▸ Kaynak metin:
Geçen yıl temmuz ayında 54,2 milyar TL civarında seyreden yurtiçi yerleşiklerin kıymetli maden depo hesaplarının büyüklüğü, bu yıl aynı dönemde yüzde 261 artarak 196 milyar TL’ye ulaştı.
Söz konusu miktarın 94 milyar TL’si mevcut altın yatırımlarının değer kazanımından kaynaklanırken 145 milyar TL’si ise yeni altın yatırımından oluştu.
Miktar olarak bakıldığında ise kıymetli maden depo hesaplarının büyüklüğü 2019 Temmuz ayında 213 ton altına denk gelirken, ağustos ayında bu miktar 440 tona yükseldi.
Dünya gazetesinin haberine göre yükseliş fiziki altın talebine de yansıdı. Özellikle altın alım satımındaki vergi bankalardan vatandaşı serbest piyasaya yöneltti ve yoğun talep nedeni ile geçen haftalarda günlük ortalama 2 tonluk ziynet altın talebi oluştu.

▸ Görev tanımı A: Kaynak metne göre geçen haftalarda günlük ortalama ne kadarlık ziynet altın talebi oluştu?

▸ Alıntılanan veriler:
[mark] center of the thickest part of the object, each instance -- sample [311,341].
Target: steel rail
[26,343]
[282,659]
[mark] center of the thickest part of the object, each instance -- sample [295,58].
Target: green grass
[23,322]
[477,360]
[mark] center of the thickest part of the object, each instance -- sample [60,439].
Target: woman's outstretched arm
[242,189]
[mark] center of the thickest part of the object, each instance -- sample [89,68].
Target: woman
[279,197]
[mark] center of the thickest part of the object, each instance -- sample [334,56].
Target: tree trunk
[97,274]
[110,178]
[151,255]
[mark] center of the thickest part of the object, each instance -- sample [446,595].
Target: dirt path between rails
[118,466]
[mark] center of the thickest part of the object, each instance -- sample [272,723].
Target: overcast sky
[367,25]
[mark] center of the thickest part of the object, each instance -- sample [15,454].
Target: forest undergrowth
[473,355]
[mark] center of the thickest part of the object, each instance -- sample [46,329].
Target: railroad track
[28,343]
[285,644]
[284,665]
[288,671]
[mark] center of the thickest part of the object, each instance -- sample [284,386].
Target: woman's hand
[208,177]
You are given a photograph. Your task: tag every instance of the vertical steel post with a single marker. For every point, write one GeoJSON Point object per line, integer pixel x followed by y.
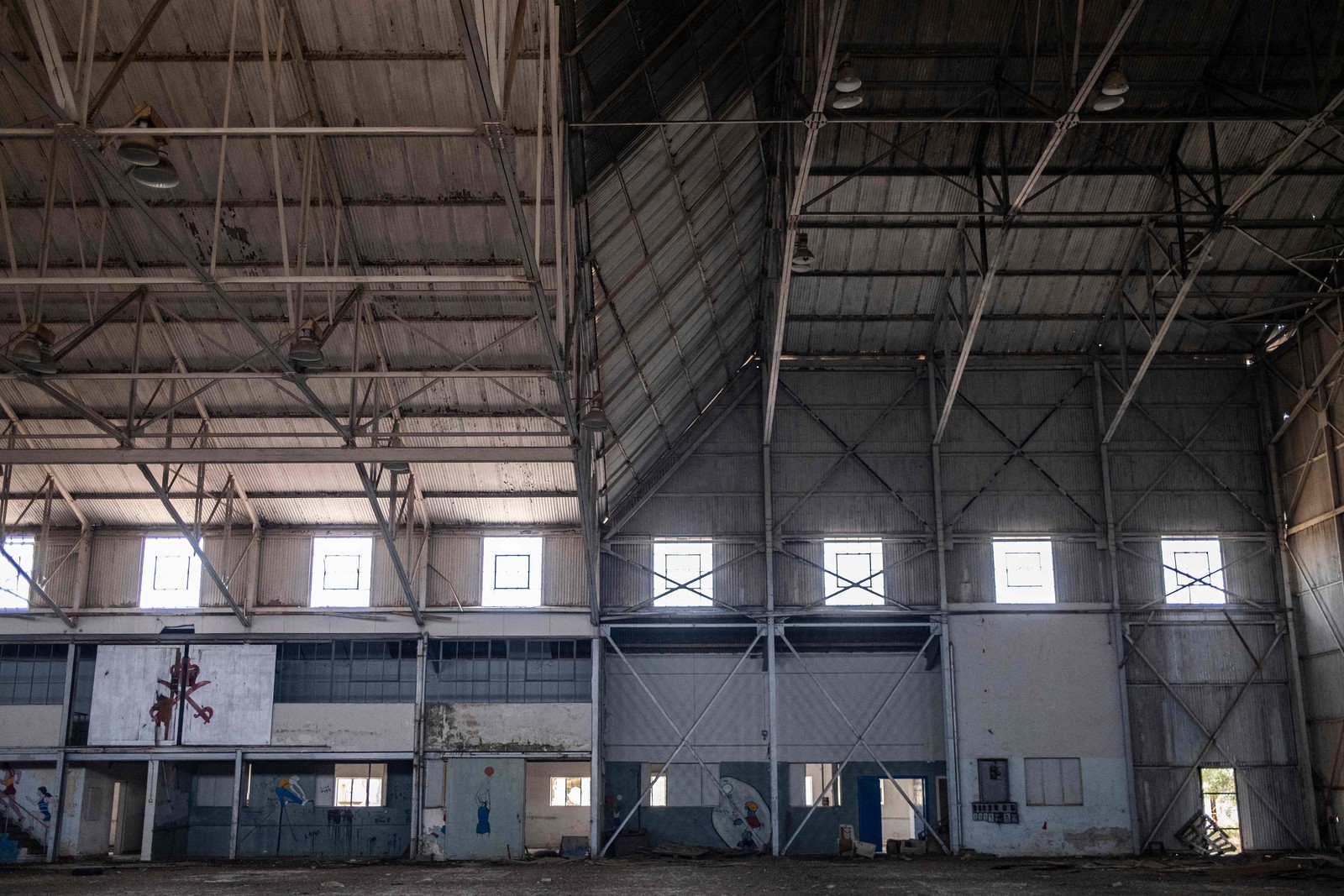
{"type": "Point", "coordinates": [1285, 575]}
{"type": "Point", "coordinates": [237, 805]}
{"type": "Point", "coordinates": [418, 745]}
{"type": "Point", "coordinates": [1116, 624]}
{"type": "Point", "coordinates": [596, 789]}
{"type": "Point", "coordinates": [772, 692]}
{"type": "Point", "coordinates": [949, 688]}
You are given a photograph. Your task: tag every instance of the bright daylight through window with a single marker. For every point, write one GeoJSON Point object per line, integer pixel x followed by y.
{"type": "Point", "coordinates": [1193, 571]}
{"type": "Point", "coordinates": [685, 577]}
{"type": "Point", "coordinates": [853, 573]}
{"type": "Point", "coordinates": [13, 587]}
{"type": "Point", "coordinates": [342, 569]}
{"type": "Point", "coordinates": [512, 573]}
{"type": "Point", "coordinates": [170, 574]}
{"type": "Point", "coordinates": [1025, 571]}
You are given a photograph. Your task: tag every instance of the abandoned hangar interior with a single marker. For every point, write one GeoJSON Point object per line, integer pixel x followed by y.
{"type": "Point", "coordinates": [443, 429]}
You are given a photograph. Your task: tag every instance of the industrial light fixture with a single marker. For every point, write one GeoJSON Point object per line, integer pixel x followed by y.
{"type": "Point", "coordinates": [595, 419]}
{"type": "Point", "coordinates": [1105, 102]}
{"type": "Point", "coordinates": [147, 152]}
{"type": "Point", "coordinates": [396, 466]}
{"type": "Point", "coordinates": [803, 257]}
{"type": "Point", "coordinates": [847, 80]}
{"type": "Point", "coordinates": [1115, 83]}
{"type": "Point", "coordinates": [307, 348]}
{"type": "Point", "coordinates": [846, 100]}
{"type": "Point", "coordinates": [33, 349]}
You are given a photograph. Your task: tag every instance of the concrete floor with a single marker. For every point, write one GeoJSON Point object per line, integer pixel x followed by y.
{"type": "Point", "coordinates": [711, 878]}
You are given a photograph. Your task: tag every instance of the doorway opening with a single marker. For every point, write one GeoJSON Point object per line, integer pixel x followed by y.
{"type": "Point", "coordinates": [1218, 792]}
{"type": "Point", "coordinates": [885, 815]}
{"type": "Point", "coordinates": [557, 802]}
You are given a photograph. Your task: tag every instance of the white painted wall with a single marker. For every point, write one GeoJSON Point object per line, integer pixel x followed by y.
{"type": "Point", "coordinates": [30, 726]}
{"type": "Point", "coordinates": [1042, 685]}
{"type": "Point", "coordinates": [510, 727]}
{"type": "Point", "coordinates": [546, 824]}
{"type": "Point", "coordinates": [378, 727]}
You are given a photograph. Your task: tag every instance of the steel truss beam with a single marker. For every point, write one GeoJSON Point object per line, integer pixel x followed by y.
{"type": "Point", "coordinates": [813, 123]}
{"type": "Point", "coordinates": [197, 546]}
{"type": "Point", "coordinates": [241, 456]}
{"type": "Point", "coordinates": [499, 139]}
{"type": "Point", "coordinates": [1026, 192]}
{"type": "Point", "coordinates": [1206, 248]}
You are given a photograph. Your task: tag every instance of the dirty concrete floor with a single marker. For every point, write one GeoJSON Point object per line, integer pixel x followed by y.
{"type": "Point", "coordinates": [683, 878]}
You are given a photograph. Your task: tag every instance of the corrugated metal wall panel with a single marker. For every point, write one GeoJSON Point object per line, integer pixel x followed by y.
{"type": "Point", "coordinates": [1269, 802]}
{"type": "Point", "coordinates": [60, 569]}
{"type": "Point", "coordinates": [564, 573]}
{"type": "Point", "coordinates": [286, 560]}
{"type": "Point", "coordinates": [741, 582]}
{"type": "Point", "coordinates": [454, 571]}
{"type": "Point", "coordinates": [114, 570]}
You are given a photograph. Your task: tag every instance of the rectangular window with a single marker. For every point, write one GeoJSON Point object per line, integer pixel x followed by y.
{"type": "Point", "coordinates": [1054, 782]}
{"type": "Point", "coordinates": [511, 573]}
{"type": "Point", "coordinates": [33, 674]}
{"type": "Point", "coordinates": [342, 573]}
{"type": "Point", "coordinates": [994, 781]}
{"type": "Point", "coordinates": [853, 573]}
{"type": "Point", "coordinates": [819, 779]}
{"type": "Point", "coordinates": [1025, 571]}
{"type": "Point", "coordinates": [1193, 571]}
{"type": "Point", "coordinates": [360, 785]}
{"type": "Point", "coordinates": [13, 587]}
{"type": "Point", "coordinates": [685, 574]}
{"type": "Point", "coordinates": [346, 672]}
{"type": "Point", "coordinates": [570, 792]}
{"type": "Point", "coordinates": [170, 574]}
{"type": "Point", "coordinates": [659, 795]}
{"type": "Point", "coordinates": [508, 671]}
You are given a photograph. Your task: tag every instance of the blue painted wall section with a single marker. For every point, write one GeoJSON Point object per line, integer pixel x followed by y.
{"type": "Point", "coordinates": [691, 825]}
{"type": "Point", "coordinates": [307, 829]}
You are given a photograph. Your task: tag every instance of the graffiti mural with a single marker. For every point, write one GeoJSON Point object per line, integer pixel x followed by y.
{"type": "Point", "coordinates": [743, 817]}
{"type": "Point", "coordinates": [181, 683]}
{"type": "Point", "coordinates": [27, 809]}
{"type": "Point", "coordinates": [185, 694]}
{"type": "Point", "coordinates": [483, 799]}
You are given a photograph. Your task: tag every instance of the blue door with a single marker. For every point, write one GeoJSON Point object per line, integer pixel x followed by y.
{"type": "Point", "coordinates": [870, 812]}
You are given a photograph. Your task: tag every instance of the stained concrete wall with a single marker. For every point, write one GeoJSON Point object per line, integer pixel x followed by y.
{"type": "Point", "coordinates": [1042, 685]}
{"type": "Point", "coordinates": [30, 726]}
{"type": "Point", "coordinates": [374, 727]}
{"type": "Point", "coordinates": [543, 824]}
{"type": "Point", "coordinates": [510, 727]}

▸ Görev tanımı B: Kayıtlarda "window" dizesini içeren satırların sayısını belirtin; yanıt olarak yalnızca sayıyı yazın.

▸ Görev yanıtı A: Günlük ortalama 2 tonluk ziynet altın talebi oluştu.

▸ Görev yanıtı B: 2